--- start of Excerpt ---

The information processing method in the present disclosure is performed as below. At least one speech segment is detected from speech input to a speech input unit. A first feature quantity is extracted from each speech segment detected, the first feature quantity identifying a speaker whose voice is contained in the speech segment. The first feature quantity extracted is compared with each of second feature quantities stored in storage and identifying the respective voices of registered speakers who are target speakers in speaker recognition. The comparison is performed for each of consecutive speech segments, and under a predetermined condition, among the second feature quantities stored in the storage, at least one second feature quantity whose similarity with the first feature quantity is less than or equal to a threshold is deleted, thereby removing the at least one registered speaker identified by the at least one second feature quantity.

Description

CROSS REFERENCE TO RELATED APPLICATION
This application claims the benefit of priority of Japanese Patent Application Number 2018-200354 filed on Oct. 24, 2018, the entire content of which is hereby incorporated by reference.
BACKGROUND 1. Technical Field
The present disclosure relates to an information processing method, an information processing device, and a recording medium and, in particular, to an information processing method, an information processing device, and a recording medium for determining registered speakers as target speakers in speaker recognition.
2. Description of the Related Art
Speaker recognition is a technique to identify a speaker from the characteristics of their voice by using a computer.
For instance, a technique of improving the accuracy of speaker recognition is proposed in Japanese Unexamined Patent Application Publication No. 2016-075740. In the technique disclosed in Japanese Unexamined Patent Application Publication No. 2016-075740, it is possible to improve the accuracy of speaker recognition by correcting a feature quantity for recognition representing the acoustic features of a human voice, on the basis of acoustic diversity representing the degree of variations in the kinds of sounds contained in a speech signal.
SUMMARY
For instance, when identifying a speaker in a conversation in a meeting, speakers are, for instance, preregistered, thereby clarifying participants in the meeting before performing speaker recognition. However, even when using the technique proposed in Japanese Unexamined Patent Application Publication No. 2016-075740, presence of many speakers to be identified decreases the accuracy of speaker recognition. This is because the larger the number of registered speakers, the higher the possibility of speaker misidentification.

--- end of Excerpt ---

_Aim A:_ Find every line in the dataset rows below that contains the word "black", and copy each of those lines.

--- start of Provided records ---

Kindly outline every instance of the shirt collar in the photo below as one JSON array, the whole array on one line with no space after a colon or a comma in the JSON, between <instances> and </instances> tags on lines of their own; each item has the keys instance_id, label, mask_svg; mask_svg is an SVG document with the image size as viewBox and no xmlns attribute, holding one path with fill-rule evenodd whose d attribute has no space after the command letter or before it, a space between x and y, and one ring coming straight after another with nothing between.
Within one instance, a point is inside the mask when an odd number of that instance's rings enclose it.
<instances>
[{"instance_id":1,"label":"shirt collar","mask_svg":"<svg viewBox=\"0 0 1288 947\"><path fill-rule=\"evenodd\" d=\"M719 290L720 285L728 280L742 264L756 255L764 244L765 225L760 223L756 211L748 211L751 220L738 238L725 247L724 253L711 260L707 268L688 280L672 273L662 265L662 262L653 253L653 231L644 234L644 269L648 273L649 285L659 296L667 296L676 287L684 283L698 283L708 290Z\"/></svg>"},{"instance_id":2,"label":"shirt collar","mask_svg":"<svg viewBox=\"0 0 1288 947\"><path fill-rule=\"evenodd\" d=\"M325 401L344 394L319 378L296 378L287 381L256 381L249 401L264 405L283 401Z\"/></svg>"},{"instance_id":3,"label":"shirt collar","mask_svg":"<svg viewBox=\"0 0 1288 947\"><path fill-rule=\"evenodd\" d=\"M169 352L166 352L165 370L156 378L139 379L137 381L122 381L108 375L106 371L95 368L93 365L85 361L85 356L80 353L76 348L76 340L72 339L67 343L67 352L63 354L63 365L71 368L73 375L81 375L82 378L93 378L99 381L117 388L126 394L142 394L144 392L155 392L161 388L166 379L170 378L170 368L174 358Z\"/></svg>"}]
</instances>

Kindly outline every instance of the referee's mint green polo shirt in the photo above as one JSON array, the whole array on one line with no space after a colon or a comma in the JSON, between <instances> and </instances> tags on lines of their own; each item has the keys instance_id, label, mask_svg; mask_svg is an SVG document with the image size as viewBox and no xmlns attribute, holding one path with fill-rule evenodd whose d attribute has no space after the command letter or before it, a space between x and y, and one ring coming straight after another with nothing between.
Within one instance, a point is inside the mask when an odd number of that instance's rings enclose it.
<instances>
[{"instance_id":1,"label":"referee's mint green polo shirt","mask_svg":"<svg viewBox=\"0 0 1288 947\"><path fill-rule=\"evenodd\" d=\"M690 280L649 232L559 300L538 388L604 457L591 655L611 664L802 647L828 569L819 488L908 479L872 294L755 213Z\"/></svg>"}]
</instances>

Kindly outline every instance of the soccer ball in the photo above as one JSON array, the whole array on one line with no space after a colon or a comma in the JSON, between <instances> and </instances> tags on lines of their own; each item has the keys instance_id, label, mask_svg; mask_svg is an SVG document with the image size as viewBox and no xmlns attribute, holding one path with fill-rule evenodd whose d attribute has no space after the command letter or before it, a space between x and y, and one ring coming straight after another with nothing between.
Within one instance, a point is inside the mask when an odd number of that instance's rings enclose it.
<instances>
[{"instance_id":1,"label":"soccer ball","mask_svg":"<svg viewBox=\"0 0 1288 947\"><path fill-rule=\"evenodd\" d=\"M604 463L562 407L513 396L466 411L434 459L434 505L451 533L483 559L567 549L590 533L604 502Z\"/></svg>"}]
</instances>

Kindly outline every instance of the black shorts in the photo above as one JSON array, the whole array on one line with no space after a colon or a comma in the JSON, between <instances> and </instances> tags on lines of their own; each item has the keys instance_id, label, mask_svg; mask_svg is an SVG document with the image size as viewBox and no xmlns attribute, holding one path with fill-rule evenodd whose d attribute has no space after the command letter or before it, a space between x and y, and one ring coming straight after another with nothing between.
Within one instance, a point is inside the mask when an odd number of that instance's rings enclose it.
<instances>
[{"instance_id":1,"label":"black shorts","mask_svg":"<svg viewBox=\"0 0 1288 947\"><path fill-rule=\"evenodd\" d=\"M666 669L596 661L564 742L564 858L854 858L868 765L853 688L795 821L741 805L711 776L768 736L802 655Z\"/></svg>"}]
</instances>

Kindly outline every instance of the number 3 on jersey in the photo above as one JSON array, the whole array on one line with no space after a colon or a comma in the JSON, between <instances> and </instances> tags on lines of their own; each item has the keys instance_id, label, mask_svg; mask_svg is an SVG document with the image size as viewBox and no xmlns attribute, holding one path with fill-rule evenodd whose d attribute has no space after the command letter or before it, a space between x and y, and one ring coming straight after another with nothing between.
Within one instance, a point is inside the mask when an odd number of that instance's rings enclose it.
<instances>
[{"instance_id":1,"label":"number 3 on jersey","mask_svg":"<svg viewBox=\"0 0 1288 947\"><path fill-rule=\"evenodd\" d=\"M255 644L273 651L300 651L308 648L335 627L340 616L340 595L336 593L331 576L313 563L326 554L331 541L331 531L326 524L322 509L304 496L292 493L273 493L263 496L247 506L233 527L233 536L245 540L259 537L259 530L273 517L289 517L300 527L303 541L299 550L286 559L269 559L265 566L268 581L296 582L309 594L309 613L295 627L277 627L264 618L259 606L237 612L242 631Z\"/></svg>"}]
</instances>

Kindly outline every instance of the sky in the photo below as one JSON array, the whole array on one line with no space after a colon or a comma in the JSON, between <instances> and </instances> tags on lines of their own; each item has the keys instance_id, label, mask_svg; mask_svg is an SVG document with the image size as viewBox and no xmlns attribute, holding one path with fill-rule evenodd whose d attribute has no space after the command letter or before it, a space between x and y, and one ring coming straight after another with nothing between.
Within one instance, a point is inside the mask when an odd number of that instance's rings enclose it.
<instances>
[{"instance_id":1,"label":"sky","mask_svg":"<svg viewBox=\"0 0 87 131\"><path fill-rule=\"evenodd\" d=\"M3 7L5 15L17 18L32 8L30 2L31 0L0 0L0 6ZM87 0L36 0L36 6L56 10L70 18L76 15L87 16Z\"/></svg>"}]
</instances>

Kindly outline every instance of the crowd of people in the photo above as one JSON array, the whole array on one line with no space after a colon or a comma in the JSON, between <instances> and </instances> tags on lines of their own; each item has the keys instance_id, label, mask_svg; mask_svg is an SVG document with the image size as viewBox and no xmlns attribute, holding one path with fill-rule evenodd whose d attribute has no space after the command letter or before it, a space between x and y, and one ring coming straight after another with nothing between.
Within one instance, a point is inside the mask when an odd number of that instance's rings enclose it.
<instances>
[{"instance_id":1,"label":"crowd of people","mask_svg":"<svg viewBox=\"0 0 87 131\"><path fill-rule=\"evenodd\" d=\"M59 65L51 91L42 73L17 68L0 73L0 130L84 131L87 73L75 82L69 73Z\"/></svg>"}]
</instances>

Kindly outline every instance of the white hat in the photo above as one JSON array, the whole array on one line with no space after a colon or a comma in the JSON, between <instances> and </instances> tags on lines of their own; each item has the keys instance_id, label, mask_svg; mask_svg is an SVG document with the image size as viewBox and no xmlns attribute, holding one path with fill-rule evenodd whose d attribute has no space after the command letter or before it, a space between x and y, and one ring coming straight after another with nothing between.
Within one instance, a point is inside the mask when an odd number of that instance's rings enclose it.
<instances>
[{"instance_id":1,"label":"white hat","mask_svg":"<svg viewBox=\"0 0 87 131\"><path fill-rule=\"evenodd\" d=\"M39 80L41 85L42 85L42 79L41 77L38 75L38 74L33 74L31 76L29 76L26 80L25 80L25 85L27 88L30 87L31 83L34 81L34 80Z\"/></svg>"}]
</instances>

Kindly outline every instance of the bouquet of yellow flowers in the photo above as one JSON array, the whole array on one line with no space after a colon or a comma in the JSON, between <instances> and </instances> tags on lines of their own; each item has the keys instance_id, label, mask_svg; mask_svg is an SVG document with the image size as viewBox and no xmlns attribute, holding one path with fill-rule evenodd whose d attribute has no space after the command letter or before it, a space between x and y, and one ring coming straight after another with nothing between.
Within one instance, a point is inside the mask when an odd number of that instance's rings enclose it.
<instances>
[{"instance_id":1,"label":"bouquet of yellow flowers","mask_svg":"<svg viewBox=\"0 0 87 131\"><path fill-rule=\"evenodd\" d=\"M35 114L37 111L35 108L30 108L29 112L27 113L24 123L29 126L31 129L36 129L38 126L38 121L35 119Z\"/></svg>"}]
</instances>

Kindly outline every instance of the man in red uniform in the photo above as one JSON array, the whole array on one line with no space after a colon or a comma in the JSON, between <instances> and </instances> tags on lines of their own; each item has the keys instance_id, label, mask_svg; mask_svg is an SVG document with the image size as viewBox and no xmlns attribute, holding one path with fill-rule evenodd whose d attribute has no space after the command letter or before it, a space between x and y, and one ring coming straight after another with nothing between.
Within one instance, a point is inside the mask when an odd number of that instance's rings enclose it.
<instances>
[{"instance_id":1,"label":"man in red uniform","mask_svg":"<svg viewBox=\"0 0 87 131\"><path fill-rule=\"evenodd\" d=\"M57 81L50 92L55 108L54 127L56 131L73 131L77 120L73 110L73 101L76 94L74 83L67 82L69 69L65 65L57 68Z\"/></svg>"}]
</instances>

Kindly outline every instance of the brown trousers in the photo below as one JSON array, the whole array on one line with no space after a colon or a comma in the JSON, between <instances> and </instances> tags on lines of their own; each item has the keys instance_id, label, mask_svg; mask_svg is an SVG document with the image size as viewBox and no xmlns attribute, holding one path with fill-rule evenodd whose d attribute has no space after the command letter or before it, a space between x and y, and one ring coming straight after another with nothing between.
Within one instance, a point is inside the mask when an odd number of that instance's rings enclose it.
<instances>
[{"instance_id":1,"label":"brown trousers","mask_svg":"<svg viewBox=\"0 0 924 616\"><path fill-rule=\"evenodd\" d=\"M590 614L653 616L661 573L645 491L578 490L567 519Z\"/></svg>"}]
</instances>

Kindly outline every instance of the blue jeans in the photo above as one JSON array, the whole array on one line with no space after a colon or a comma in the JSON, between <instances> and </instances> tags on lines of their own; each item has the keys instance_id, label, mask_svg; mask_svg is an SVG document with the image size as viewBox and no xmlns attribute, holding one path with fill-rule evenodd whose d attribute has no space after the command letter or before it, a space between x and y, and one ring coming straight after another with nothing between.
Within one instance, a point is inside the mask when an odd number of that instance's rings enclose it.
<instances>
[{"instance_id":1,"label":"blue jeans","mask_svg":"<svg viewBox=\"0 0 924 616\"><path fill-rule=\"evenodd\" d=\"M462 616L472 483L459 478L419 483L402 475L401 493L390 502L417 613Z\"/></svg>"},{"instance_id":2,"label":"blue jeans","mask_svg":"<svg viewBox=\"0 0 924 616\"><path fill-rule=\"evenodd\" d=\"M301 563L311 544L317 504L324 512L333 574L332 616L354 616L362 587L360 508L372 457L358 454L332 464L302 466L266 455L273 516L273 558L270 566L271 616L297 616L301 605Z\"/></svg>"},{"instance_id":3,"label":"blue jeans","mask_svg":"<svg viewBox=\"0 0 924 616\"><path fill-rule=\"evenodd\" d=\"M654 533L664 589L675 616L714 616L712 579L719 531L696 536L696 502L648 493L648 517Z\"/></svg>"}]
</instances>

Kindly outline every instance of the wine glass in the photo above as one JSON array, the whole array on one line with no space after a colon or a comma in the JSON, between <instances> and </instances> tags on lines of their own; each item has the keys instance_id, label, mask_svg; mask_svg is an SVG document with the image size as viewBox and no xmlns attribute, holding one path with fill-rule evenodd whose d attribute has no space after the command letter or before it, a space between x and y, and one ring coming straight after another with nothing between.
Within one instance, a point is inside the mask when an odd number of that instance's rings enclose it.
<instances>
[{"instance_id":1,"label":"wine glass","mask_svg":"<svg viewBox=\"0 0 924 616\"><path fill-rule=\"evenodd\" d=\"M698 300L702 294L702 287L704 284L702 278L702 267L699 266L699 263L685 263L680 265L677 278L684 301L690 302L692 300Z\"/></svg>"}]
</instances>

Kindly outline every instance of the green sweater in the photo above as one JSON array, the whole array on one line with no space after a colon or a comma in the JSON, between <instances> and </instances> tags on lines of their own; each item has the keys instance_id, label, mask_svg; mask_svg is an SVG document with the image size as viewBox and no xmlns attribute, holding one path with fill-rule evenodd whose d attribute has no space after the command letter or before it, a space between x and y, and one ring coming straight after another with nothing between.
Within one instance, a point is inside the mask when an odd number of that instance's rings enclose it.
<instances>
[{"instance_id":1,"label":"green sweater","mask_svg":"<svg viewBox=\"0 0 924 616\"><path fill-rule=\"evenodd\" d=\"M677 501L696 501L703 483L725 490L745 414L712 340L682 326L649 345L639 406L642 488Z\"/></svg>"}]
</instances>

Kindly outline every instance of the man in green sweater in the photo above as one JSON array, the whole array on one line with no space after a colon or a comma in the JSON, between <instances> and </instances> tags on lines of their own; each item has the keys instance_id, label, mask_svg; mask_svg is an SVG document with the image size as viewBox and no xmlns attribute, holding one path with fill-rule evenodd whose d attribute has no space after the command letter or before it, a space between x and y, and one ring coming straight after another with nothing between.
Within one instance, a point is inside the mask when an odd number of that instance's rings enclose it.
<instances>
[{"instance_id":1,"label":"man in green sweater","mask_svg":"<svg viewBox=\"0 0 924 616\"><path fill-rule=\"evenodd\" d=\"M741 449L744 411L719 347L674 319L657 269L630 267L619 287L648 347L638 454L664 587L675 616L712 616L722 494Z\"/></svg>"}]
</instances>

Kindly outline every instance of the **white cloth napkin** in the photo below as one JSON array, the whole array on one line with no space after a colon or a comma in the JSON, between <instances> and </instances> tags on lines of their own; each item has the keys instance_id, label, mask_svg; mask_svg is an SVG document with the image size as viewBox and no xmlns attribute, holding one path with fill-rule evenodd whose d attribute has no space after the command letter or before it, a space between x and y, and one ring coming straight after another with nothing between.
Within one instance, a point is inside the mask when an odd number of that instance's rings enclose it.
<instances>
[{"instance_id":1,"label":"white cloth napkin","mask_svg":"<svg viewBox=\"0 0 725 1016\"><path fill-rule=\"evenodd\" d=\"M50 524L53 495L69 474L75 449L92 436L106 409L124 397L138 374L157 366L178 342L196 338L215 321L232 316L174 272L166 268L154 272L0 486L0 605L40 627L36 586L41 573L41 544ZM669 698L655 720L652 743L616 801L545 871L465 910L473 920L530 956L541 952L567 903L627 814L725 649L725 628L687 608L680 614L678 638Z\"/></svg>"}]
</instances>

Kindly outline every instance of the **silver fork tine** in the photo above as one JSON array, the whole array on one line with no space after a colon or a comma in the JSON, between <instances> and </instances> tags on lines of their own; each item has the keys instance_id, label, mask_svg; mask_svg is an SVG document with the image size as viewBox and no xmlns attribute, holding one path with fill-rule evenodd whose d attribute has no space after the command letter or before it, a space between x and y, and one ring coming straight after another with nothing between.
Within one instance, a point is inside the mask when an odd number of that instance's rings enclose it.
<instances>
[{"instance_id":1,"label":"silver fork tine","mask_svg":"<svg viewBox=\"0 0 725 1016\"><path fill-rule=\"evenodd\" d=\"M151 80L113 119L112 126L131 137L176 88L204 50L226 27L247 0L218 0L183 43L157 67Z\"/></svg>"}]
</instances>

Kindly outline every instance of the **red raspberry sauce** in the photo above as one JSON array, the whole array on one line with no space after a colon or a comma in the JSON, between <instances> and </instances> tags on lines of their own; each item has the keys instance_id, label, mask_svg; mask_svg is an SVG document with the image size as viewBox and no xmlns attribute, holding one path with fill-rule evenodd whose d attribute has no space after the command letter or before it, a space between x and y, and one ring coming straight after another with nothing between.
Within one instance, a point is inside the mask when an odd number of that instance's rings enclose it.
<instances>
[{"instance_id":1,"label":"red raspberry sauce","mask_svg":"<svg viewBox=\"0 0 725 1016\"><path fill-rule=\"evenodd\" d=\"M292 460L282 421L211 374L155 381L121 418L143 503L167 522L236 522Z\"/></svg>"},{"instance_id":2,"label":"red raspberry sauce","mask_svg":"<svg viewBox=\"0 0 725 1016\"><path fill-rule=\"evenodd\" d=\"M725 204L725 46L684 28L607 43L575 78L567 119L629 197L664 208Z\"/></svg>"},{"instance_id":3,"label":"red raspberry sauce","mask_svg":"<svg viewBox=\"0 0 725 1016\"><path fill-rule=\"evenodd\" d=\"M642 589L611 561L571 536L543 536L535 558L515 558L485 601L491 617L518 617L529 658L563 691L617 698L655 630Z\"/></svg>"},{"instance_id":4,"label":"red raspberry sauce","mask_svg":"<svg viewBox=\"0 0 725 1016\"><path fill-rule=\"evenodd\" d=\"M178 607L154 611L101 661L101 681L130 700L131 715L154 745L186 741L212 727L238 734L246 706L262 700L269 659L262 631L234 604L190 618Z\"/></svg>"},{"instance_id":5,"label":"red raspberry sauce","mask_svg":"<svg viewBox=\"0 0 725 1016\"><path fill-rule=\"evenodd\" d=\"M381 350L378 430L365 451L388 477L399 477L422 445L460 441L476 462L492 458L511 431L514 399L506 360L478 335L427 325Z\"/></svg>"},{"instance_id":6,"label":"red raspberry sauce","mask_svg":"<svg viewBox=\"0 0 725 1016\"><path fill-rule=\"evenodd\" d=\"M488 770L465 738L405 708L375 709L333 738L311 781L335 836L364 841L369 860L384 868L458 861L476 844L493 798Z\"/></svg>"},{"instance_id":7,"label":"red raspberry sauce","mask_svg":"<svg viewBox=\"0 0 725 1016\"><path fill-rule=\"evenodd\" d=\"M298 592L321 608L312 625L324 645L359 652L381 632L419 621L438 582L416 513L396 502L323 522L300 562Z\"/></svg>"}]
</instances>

--- end of Provided records ---

_Aim B:_ Reproduce word for word the part of the speaker recognition excerpt above that begins with the words containing "2. Description of" and ends with "using a computer.".

_Written answer A:_
Kindly outline every instance of the black shorts in the photo above as one JSON array, the whole array on one line with no space after a colon or a comma in the JSON, between <instances> and </instances> tags on lines of their own; each item has the keys instance_id, label, mask_svg; mask_svg is an SVG document with the image size as viewBox and no xmlns attribute, holding one path with fill-rule evenodd whose d attribute has no space after the command letter or before it, a space between x and y, and one ring coming straight after another with nothing between.
[{"instance_id":1,"label":"black shorts","mask_svg":"<svg viewBox=\"0 0 1288 947\"><path fill-rule=\"evenodd\" d=\"M666 669L596 661L564 742L564 858L854 858L868 765L853 688L795 821L741 805L711 776L768 736L802 655Z\"/></svg>"}]

_Written answer B:_
2. Description of the Related Art
Speaker recognition is a technique to identify a speaker from the characteristics of their voice by using a computer.